TEXTE FOURNI
● ● ● ●

Face au digital, 4 profils de salariés
Les résultats du Baromètre Edenred-Ipsos ont permis de construire une typologie des salariés européens face au digital. Elle recense 4 profils, qui présentent chacun un degré d’appropriation et des problématiques particulières.
• Les « Connectés » ont un niveau d’équipement et une expérience du digital beaucoup plus développés que les autres. Travaillant dans des entreprises en pointe, ils ont beaucoup d’outils à leur disposition. Ils considèrent pour leur grande majorité que le digital a un impact positif sur leur motivation. On retrouve logiquement dans cette catégorie les salariés de certains secteurs technologiques (télécoms, IT), mais pas seulement. Les top managers y sont surreprésentés. Les problèmes posés concernent notamment l’équilibre entre leur vie privée et leur vie professionnelle.
• Les « Impatients » forment la catégorie la plus large. Leur taux d’équipement est moyen, et ils considèrent que leur entreprise est en retard. Aux prises avec des outils ressentis comme obsolètes, ils veulent accélérer le passage au digital. Dans cette catégorie, la fonction publique est surreprésentée - il s’agit d’un des secteurs les plus confrontés aujourd’hui à l’urgence du digital. Certains pays sont plus en avance que d’autres en ce domaine (notamment le Royaume-Uni).
• Les « Passifs » présentent un taux d’équipement plutôt important, et jugent leur entreprise au même niveau que les autres en matière de digital. Cependant, ils ne se sentent pas particulièrement concernés par cette transformation. Le problème est donc de les inclure dans le jeu. Par exemple, dans les call centers, où les pratiques managériales ont globalement très peu évolué, l’équipement s’est digitalisé… mais pas les salariés.
• Enfin, les « Isolés » appartiennent à des secteurs comme le bâtiment, d’où la digitalisation se tient, pour l’instant, éloignée. Un travail de sensibilisation reste à effectuer vis-à-vis de cette catégorie.

● ● ● ●

QUESTIONS À TRAITER
1. Répondez aux questions suivantes en vous appuyant sur le texte consacré aux profils de salariés face au digital.
(a) Combien de profils la typologie recense-t-elle ?
(b) Quelle catégorie forme la plus large ?
(c) Dans quelle catégorie les top managers sont-ils surreprésentés ?
2. Indiquez si chacune des affirmations suivantes concorde avec le texte sur les profils de salariés face au digital, et citez les mots du texte qui tranchent.
(a) La fonction publique est surreprésentée parmi les « Passifs ».
(b) Les « Isolés » appartiennent à des secteurs comme le bâtiment.
(c) Les « Passifs » jugent leur entreprise en retard en matière de digital.

Données de masques de segmentation:
● ● ● ●

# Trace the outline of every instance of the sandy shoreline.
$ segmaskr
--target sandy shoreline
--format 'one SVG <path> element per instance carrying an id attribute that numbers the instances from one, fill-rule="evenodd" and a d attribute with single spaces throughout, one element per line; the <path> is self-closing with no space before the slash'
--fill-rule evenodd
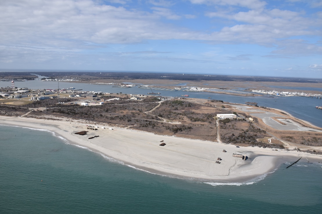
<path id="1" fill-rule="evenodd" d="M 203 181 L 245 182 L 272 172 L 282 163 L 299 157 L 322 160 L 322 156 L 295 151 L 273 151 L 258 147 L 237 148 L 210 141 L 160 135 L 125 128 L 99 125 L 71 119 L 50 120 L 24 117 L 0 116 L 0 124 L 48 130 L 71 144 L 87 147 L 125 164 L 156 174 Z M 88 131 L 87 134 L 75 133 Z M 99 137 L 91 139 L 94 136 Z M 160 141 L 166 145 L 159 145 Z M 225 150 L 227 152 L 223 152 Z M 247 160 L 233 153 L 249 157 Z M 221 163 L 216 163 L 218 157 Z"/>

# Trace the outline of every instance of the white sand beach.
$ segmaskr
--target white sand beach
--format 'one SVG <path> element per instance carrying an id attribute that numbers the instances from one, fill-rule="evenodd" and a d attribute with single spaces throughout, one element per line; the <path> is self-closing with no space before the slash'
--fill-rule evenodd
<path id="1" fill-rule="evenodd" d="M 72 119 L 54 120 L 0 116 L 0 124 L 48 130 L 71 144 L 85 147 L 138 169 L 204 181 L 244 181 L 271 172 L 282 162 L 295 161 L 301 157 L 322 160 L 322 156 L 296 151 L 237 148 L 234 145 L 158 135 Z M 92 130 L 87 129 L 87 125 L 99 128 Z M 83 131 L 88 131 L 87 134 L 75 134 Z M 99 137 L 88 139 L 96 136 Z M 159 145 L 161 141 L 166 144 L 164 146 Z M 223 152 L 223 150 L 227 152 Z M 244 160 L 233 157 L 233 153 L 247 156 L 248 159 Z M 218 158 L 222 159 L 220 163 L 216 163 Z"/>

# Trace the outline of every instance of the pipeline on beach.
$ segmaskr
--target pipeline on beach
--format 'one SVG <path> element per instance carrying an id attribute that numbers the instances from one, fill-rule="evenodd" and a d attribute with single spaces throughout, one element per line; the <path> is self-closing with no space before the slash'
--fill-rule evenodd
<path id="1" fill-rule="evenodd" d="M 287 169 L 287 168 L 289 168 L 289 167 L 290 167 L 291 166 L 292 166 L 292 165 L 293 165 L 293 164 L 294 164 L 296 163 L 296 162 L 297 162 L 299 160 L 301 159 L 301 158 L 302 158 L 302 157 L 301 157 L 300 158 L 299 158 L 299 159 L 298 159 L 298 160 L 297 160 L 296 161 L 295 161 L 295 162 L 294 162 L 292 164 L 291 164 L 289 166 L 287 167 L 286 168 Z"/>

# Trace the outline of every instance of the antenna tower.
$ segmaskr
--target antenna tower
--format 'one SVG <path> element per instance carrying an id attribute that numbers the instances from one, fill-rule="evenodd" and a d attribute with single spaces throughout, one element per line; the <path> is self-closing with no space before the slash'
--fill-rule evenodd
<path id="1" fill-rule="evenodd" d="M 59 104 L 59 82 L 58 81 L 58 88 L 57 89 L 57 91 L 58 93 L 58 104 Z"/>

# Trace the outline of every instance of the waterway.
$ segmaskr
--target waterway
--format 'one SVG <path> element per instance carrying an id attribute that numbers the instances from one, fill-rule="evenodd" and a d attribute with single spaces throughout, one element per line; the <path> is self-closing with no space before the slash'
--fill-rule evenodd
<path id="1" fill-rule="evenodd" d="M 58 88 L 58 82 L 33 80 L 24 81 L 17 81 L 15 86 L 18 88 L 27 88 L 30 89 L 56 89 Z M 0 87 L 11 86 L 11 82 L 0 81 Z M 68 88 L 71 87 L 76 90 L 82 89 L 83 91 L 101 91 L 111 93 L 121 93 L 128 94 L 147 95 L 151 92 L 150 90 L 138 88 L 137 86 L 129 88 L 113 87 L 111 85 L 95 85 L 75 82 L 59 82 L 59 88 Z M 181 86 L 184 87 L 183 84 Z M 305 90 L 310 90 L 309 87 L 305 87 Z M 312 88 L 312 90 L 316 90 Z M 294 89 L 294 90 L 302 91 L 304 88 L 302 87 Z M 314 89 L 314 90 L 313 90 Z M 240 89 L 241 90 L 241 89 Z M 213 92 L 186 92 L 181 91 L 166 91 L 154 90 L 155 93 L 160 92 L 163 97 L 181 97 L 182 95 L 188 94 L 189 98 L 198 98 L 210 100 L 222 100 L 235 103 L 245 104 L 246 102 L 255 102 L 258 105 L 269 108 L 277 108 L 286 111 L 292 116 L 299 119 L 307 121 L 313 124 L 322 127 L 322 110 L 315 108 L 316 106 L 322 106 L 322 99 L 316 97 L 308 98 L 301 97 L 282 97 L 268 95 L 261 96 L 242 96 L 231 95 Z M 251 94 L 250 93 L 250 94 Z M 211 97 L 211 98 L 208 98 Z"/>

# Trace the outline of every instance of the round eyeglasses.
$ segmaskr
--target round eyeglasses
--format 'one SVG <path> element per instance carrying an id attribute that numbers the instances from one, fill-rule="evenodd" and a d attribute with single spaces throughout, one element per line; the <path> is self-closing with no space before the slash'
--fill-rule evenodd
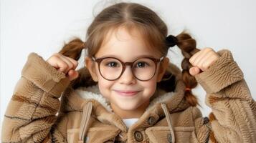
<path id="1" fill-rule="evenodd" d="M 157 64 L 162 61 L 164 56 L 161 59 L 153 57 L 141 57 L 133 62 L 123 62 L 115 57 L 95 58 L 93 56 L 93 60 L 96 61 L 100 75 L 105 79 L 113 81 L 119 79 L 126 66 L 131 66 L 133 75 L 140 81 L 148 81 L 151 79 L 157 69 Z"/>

● ● ● ●

CORRIGÉ
1.
(a) Quatre profils.
(b) Les « Impatients ».
(c) Les « Connectés ».

2.
(a) Non. C'est à propos des « Impatients » que le texte affirme : « la fonction publique est surreprésentée ».
(b) Oui : « appartiennent à des secteurs comme le bâtiment ».
(c) Non : « jugent leur entreprise au même niveau que les autres en matière de digital ».